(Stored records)

- - - - - - -

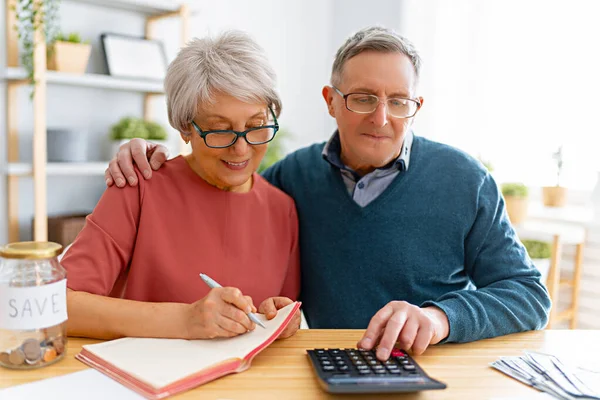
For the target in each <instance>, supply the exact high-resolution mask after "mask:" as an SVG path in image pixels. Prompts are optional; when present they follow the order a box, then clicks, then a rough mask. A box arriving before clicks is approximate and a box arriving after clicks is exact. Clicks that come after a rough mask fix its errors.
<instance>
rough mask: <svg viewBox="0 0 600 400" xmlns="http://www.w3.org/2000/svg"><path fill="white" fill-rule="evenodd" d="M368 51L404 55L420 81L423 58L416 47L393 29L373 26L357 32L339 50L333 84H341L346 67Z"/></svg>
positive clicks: (335, 59) (365, 28)
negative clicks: (352, 57)
mask: <svg viewBox="0 0 600 400" xmlns="http://www.w3.org/2000/svg"><path fill="white" fill-rule="evenodd" d="M368 50H372V51H378V52H381V53H401V54H404V55H405V56H407V57H408V58H409V59H410V62H411V63H412V65H413V67H414V69H415V76H416V78H417V81H418V80H419V73H420V71H421V57H420V56H419V53H418V52H417V49H416V48H415V46H414V45H413V44H412V43H411V42H410V41H409V40H408V39H406V38H405V37H403V36H401V35H399V34H398V33H396V32H394V31H393V30H391V29H387V28H383V27H379V26H371V27H368V28H364V29H361V30H360V31H358V32H356V33H355V34H354V35H352V36H351V37H349V38H348V40H346V43H344V44H343V45H342V47H340V48H339V49H338V51H337V53H336V55H335V61H334V62H333V68H332V71H331V84H332V85H339V84H340V82H341V79H342V72H343V69H344V65H345V64H346V62H347V61H348V60H349V59H351V58H352V57H354V56H357V55H359V54H360V53H362V52H363V51H368Z"/></svg>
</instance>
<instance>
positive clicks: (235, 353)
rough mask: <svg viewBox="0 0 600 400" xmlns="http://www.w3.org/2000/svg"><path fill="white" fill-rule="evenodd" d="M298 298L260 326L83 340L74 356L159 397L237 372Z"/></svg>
mask: <svg viewBox="0 0 600 400" xmlns="http://www.w3.org/2000/svg"><path fill="white" fill-rule="evenodd" d="M299 308H300V303H298V302H296V303H292V304H290V305H288V306H286V307H284V308H282V309H281V310H279V311H278V312H277V316H276V317H275V318H273V319H272V320H270V321H267V320H266V318H265V317H264V315H262V314H257V316H258V317H259V318H260V319H261V321H263V323H264V324H265V325H266V327H267V328H266V329H263V328H262V327H260V326H257V327H256V329H255V330H254V331H252V332H248V333H246V334H244V335H240V336H236V337H234V338H223V339H211V340H182V339H150V338H124V339H117V340H112V341H109V342H103V343H98V344H92V345H85V346H83V350H82V351H81V352H80V353H79V354H77V355H76V356H75V358H77V359H78V360H80V361H82V362H84V363H86V364H87V365H89V366H91V367H93V368H96V369H98V370H99V371H101V372H103V373H105V374H106V375H108V376H110V377H111V378H113V379H115V380H117V381H118V382H120V383H122V384H123V385H125V386H127V387H129V388H131V389H133V390H135V391H136V392H138V393H140V394H142V395H143V396H145V397H147V398H149V399H162V398H165V397H168V396H172V395H174V394H176V393H180V392H183V391H185V390H188V389H191V388H193V387H196V386H199V385H202V384H203V383H206V382H209V381H212V380H214V379H217V378H219V377H221V376H223V375H227V374H231V373H235V372H242V371H244V370H246V369H248V367H250V362H251V361H252V359H253V358H254V356H256V355H257V354H258V353H259V352H261V351H262V350H263V349H264V348H266V347H267V346H268V345H269V344H271V343H272V342H273V341H274V340H275V339H277V337H278V336H279V334H280V333H281V332H282V331H283V330H284V329H285V327H286V326H287V325H288V324H289V323H290V321H291V320H292V317H293V316H294V314H295V312H296V311H297V310H298V309H299Z"/></svg>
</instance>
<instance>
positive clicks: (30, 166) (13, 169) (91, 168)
mask: <svg viewBox="0 0 600 400" xmlns="http://www.w3.org/2000/svg"><path fill="white" fill-rule="evenodd" d="M107 166H108V162H107V161H106V162H88V163H69V162H64V163H48V164H46V174H47V175H48V176H76V175H80V176H81V175H83V176H89V175H104V171H105V170H106V167H107ZM6 174H7V175H9V176H31V175H32V174H33V166H32V165H31V164H29V163H8V167H7V168H6Z"/></svg>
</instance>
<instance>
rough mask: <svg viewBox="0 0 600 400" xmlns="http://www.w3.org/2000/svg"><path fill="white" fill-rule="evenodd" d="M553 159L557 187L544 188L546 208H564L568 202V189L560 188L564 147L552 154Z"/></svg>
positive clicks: (555, 185)
mask: <svg viewBox="0 0 600 400" xmlns="http://www.w3.org/2000/svg"><path fill="white" fill-rule="evenodd" d="M552 158H553V159H554V162H555V163H556V185H555V186H544V187H543V188H542V195H543V198H544V205H545V206H546V207H562V206H564V205H565V203H566V200H567V188H564V187H562V186H560V174H561V172H562V166H563V158H562V146H560V147H559V148H558V150H557V151H556V152H554V153H553V154H552Z"/></svg>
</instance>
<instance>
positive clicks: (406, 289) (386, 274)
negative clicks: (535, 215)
mask: <svg viewBox="0 0 600 400" xmlns="http://www.w3.org/2000/svg"><path fill="white" fill-rule="evenodd" d="M323 146H324V144H316V145H313V146H310V147H307V148H304V149H301V150H298V151H296V152H294V153H292V154H290V155H288V156H287V157H286V158H285V159H284V160H282V161H280V162H279V163H277V164H275V165H274V166H273V167H271V168H270V169H269V170H267V171H266V172H265V177H266V178H267V179H268V180H269V181H270V182H271V183H272V184H274V185H275V186H277V187H279V188H281V189H282V190H283V191H285V192H286V193H288V194H289V195H290V196H292V197H293V198H294V200H295V201H296V207H297V209H298V217H299V220H300V251H301V253H300V254H301V265H302V281H301V295H300V297H301V300H302V302H303V309H304V313H305V316H306V319H307V321H308V323H309V325H310V327H311V328H363V329H364V328H366V327H367V325H368V323H369V320H370V319H371V317H372V316H373V315H375V313H376V312H377V311H378V310H379V309H380V308H381V307H383V306H384V305H385V304H387V303H388V302H390V301H392V300H404V301H407V302H409V303H411V304H415V305H418V306H421V307H425V306H430V305H435V306H437V307H439V308H441V309H442V310H443V311H444V312H445V313H446V315H447V316H448V320H449V322H450V334H449V336H448V338H447V339H446V341H450V342H467V341H472V340H478V339H482V338H487V337H493V336H499V335H505V334H508V333H512V332H519V331H525V330H531V329H540V328H542V327H544V326H545V325H546V323H547V321H548V314H549V310H550V299H549V297H548V292H547V291H546V289H545V288H544V286H543V285H542V284H541V283H540V274H539V272H538V271H537V269H535V267H534V266H533V264H532V263H531V260H530V259H529V257H528V256H527V253H526V251H525V249H524V247H523V246H522V245H521V244H520V242H519V240H518V239H517V236H516V234H515V232H514V230H513V229H512V227H511V225H510V222H509V220H508V218H507V214H506V211H505V208H504V201H503V199H502V196H501V194H500V192H499V191H498V187H497V185H496V183H495V182H494V180H493V178H492V177H491V176H490V175H489V174H488V173H487V171H486V170H485V169H484V168H483V167H482V166H481V164H480V163H479V162H477V161H476V160H475V159H473V158H472V157H470V156H468V155H466V154H465V153H463V152H461V151H459V150H456V149H454V148H452V147H450V146H446V145H443V144H439V143H436V142H433V141H430V140H427V139H424V138H421V137H417V136H415V140H414V143H413V148H412V154H411V160H410V168H409V169H408V170H407V171H406V172H401V173H400V174H399V175H398V177H397V178H396V179H395V180H394V181H393V182H392V183H391V184H390V186H389V187H388V188H387V189H386V190H385V191H384V192H383V193H382V194H381V195H380V196H379V197H378V198H377V199H375V200H374V201H373V202H372V203H370V204H369V205H367V206H366V207H364V208H362V207H360V206H359V205H357V204H356V203H355V202H354V201H353V200H352V199H351V197H350V196H349V194H348V192H347V190H346V187H345V186H344V183H343V181H342V177H341V175H340V172H339V170H336V169H335V168H334V167H333V166H331V165H330V164H329V163H327V162H326V161H325V160H324V159H323V157H322V155H321V152H322V150H323Z"/></svg>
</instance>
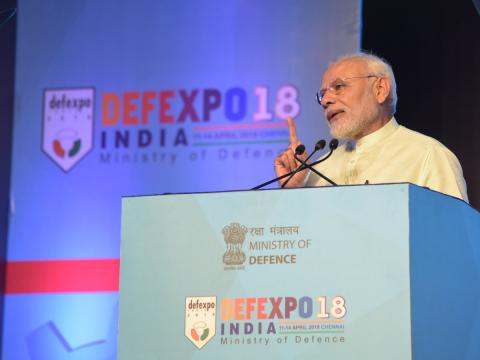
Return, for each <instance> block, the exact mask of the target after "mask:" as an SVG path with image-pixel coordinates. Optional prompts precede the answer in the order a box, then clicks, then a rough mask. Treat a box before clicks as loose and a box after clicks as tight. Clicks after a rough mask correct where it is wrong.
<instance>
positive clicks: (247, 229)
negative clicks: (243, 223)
mask: <svg viewBox="0 0 480 360" xmlns="http://www.w3.org/2000/svg"><path fill="white" fill-rule="evenodd" d="M247 232H248V229H247V227H246V226H243V225H240V224H239V223H231V224H230V225H227V226H225V227H224V228H223V230H222V233H223V237H224V240H225V243H226V245H227V251H226V252H225V254H223V262H224V263H225V265H242V264H243V263H244V262H245V260H246V256H245V253H244V252H243V251H242V245H243V242H244V241H245V234H246V233H247Z"/></svg>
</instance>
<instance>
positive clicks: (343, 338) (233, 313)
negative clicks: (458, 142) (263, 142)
mask: <svg viewBox="0 0 480 360" xmlns="http://www.w3.org/2000/svg"><path fill="white" fill-rule="evenodd" d="M122 206H123V215H122V216H123V219H122V249H121V272H120V314H119V339H118V344H119V345H118V347H119V348H118V357H119V359H124V360H126V359H128V360H133V359H145V360H149V359H242V360H245V359H310V358H319V359H321V358H326V359H327V358H329V359H349V360H350V359H369V360H375V359H378V360H380V359H381V360H384V359H399V360H400V359H401V360H407V359H414V360H419V359H425V360H427V359H428V360H431V359H436V360H439V359H448V360H452V359H455V360H458V359H479V358H480V341H479V339H480V281H479V280H480V279H479V278H480V276H479V273H480V269H479V268H480V245H479V243H480V215H479V214H478V212H477V211H476V210H474V209H472V208H471V207H470V206H469V205H468V204H466V203H464V202H462V201H460V200H458V199H455V198H451V197H448V196H445V195H442V194H439V193H436V192H433V191H430V190H425V189H422V188H419V187H416V186H413V185H409V184H386V185H368V186H344V187H328V188H310V189H308V188H305V189H292V190H268V191H243V192H225V193H208V194H180V195H163V196H143V197H129V198H124V199H123V204H122Z"/></svg>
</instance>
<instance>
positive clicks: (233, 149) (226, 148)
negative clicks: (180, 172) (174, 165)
mask: <svg viewBox="0 0 480 360" xmlns="http://www.w3.org/2000/svg"><path fill="white" fill-rule="evenodd" d="M298 97H299V94H298V90H297V88H296V87H295V86H293V85H283V86H280V87H279V88H278V89H271V88H270V87H268V86H254V87H253V89H245V88H243V87H230V88H227V89H219V88H215V87H208V88H203V89H200V88H198V89H178V90H173V89H165V90H158V91H154V90H138V91H125V92H117V91H105V92H103V93H101V94H100V97H99V99H98V100H99V107H100V111H99V118H98V119H96V121H97V124H98V126H95V129H94V126H93V124H94V121H95V120H94V104H95V102H96V100H95V92H94V90H93V89H92V88H75V89H46V90H45V92H44V113H43V122H44V134H43V150H44V151H45V153H46V154H47V155H48V156H49V157H50V158H52V160H54V161H55V162H56V163H57V164H58V165H60V167H62V169H63V170H65V171H68V170H69V169H71V168H72V166H73V165H75V164H76V163H77V162H78V161H79V160H80V159H81V158H83V157H84V156H85V155H86V154H87V153H88V152H89V151H90V150H91V149H92V147H93V138H95V139H96V141H95V143H96V144H97V150H98V152H97V153H98V161H99V163H100V164H104V165H108V164H132V163H133V164H170V165H172V164H176V163H177V162H178V161H202V160H213V159H217V160H229V159H232V160H239V159H259V158H265V157H269V158H274V157H275V156H276V155H277V154H278V153H279V152H280V151H281V149H283V148H284V146H285V144H286V143H288V128H287V122H286V119H287V118H288V117H292V118H295V117H297V116H298V114H299V113H300V110H301V109H300V103H299V98H298ZM94 131H95V132H94Z"/></svg>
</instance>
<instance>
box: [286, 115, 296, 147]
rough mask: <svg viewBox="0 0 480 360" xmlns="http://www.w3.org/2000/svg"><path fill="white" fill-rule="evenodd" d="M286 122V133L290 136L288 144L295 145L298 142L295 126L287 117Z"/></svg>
mask: <svg viewBox="0 0 480 360" xmlns="http://www.w3.org/2000/svg"><path fill="white" fill-rule="evenodd" d="M287 122H288V132H289V134H290V144H296V143H297V142H298V138H297V128H296V126H295V121H293V119H292V118H291V117H290V116H289V117H288V118H287Z"/></svg>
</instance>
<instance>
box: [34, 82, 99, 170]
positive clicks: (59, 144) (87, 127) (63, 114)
mask: <svg viewBox="0 0 480 360" xmlns="http://www.w3.org/2000/svg"><path fill="white" fill-rule="evenodd" d="M94 103H95V90H94V89H93V88H76V89H46V90H45V92H44V96H43V135H42V137H43V138H42V150H43V151H44V152H45V153H46V154H47V155H48V156H49V157H50V158H51V159H52V160H53V161H54V162H55V163H56V164H57V165H58V166H60V167H61V168H62V169H63V170H64V171H65V172H67V171H69V170H70V169H71V168H72V167H73V166H74V165H75V164H77V163H78V162H79V161H80V160H81V159H82V158H84V157H85V155H87V153H88V152H89V151H90V150H91V149H92V147H93V119H94Z"/></svg>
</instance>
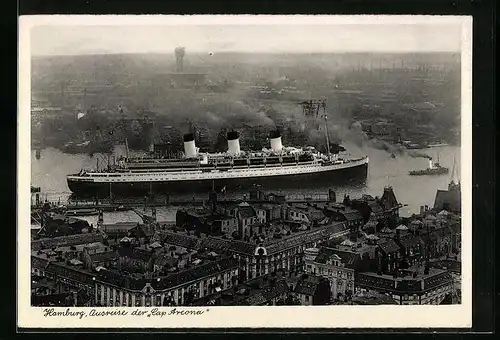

- - - - - - -

PROBLEM -> Could you return exactly the stretch of the data above that starts at the line with "negative clicks: (352, 57)" and ends at the line with "positive clicks: (235, 353)", both lines included?

YOUR SOLUTION ->
negative clicks: (352, 57)
mask: <svg viewBox="0 0 600 400" xmlns="http://www.w3.org/2000/svg"><path fill="white" fill-rule="evenodd" d="M368 50H372V51H378V52H381V53H401V54H404V55H405V56H407V57H408V58H409V59H410V62H411V63H412V65H413V67H414V69H415V76H416V78H417V81H418V80H419V73H420V71H421V57H420V56H419V53H418V52H417V49H416V48H415V46H414V45H413V44H412V43H411V42H410V41H409V40H408V39H406V38H405V37H403V36H401V35H399V34H398V33H396V32H394V31H393V30H391V29H387V28H383V27H379V26H371V27H368V28H364V29H361V30H360V31H358V32H356V33H355V34H354V35H352V36H351V37H349V38H348V40H346V43H344V44H343V45H342V47H340V48H339V49H338V51H337V53H336V55H335V61H334V62H333V68H332V71H331V84H332V85H339V84H340V82H341V79H342V72H343V69H344V65H345V64H346V62H347V61H348V60H349V59H351V58H352V57H354V56H357V55H359V54H360V53H362V52H363V51H368Z"/></svg>
</instance>
<instance>
positive clicks: (235, 353)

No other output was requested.